## AIM OF THE EXERCISE:
Quote the data below from its first line through the line containing "pixel 492 525", inclusive, keeping every line as it appears.

Data on object locations

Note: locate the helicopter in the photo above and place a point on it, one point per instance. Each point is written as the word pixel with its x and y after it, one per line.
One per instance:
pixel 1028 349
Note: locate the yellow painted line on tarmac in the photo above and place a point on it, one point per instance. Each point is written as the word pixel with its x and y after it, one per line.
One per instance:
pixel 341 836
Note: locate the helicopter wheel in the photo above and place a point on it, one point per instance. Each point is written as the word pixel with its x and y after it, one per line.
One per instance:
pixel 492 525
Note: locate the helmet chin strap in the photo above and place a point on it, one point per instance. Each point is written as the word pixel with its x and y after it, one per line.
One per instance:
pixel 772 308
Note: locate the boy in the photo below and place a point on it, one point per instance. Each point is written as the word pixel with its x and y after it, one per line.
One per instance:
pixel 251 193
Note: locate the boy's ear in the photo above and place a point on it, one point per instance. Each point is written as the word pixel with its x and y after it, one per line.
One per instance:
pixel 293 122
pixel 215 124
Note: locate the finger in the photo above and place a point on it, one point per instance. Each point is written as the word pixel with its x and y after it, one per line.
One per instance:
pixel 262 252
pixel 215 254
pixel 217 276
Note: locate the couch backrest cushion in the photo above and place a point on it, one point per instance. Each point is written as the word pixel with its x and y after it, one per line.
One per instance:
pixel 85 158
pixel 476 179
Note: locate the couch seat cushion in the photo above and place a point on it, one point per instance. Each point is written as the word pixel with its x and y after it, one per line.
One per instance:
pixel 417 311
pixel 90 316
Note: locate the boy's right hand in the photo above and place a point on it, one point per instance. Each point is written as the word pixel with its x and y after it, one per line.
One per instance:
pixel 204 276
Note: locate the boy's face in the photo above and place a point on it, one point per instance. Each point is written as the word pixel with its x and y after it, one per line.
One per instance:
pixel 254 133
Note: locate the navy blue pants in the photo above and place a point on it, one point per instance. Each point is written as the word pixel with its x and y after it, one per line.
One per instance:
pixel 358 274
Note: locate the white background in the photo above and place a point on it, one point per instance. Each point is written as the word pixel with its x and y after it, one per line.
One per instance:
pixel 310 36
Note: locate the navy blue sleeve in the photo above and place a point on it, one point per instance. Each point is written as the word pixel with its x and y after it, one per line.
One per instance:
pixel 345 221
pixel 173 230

## EXERCISE RESPONSE:
Note: locate the helicopter in the photo above and place a point on it, one point per instance. Each point is written as the word pixel with its x and y after it, one per line.
One per instance:
pixel 1028 349
Note: locate the yellow painted line on tarmac in the photo above and place a point on it, one point per instance. Each point is written as the word pixel with its x and y after it, one per line.
One per instance:
pixel 341 836
Note: locate the helicopter wheel in the photo above and place a point on it, one point per instance. Each point is written as the word pixel with its x and y after it, one per line.
One per instance:
pixel 492 525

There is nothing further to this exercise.